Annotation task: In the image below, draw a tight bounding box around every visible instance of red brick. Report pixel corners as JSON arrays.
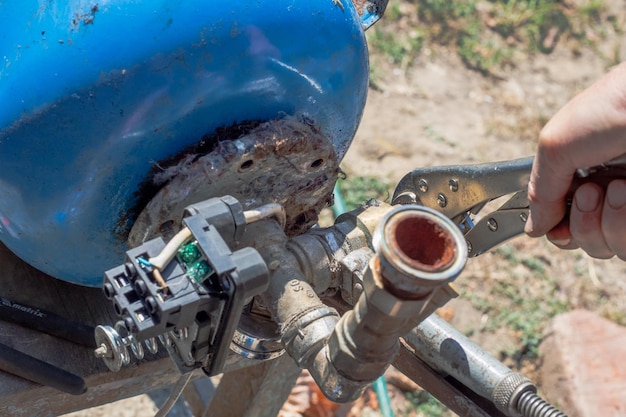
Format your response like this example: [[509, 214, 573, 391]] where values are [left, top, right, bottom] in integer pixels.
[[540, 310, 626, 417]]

- - -

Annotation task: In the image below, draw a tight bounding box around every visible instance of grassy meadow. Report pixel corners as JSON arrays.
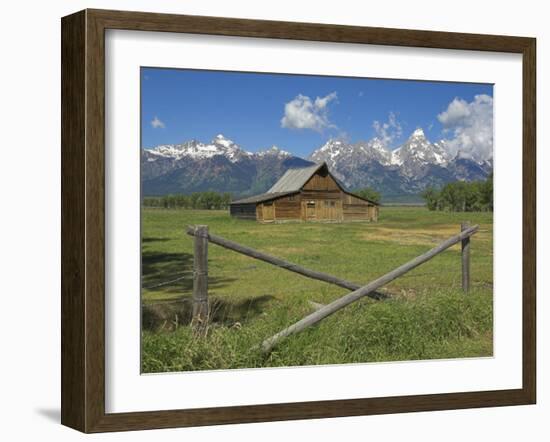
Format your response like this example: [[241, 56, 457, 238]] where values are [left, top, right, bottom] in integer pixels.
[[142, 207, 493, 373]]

- - -

*Request*.
Rewrite the rows from the line containing "meadow. Report pixel corners as JSON arrays." up to and including the line containing "[[142, 207, 493, 373]]", replacing "grassy meadow" with "green pasture" and leaving all else unchanged. Omit the picture from your answer.

*Result for this exercise*.
Annotation task: In the image below, draw a tight bounding box around every visible instance of green pasture. Report pixel corners as JSON arrays.
Format your response like this example: [[241, 56, 457, 238]] where values are [left, top, right, bottom] in integer pixels.
[[142, 207, 493, 373]]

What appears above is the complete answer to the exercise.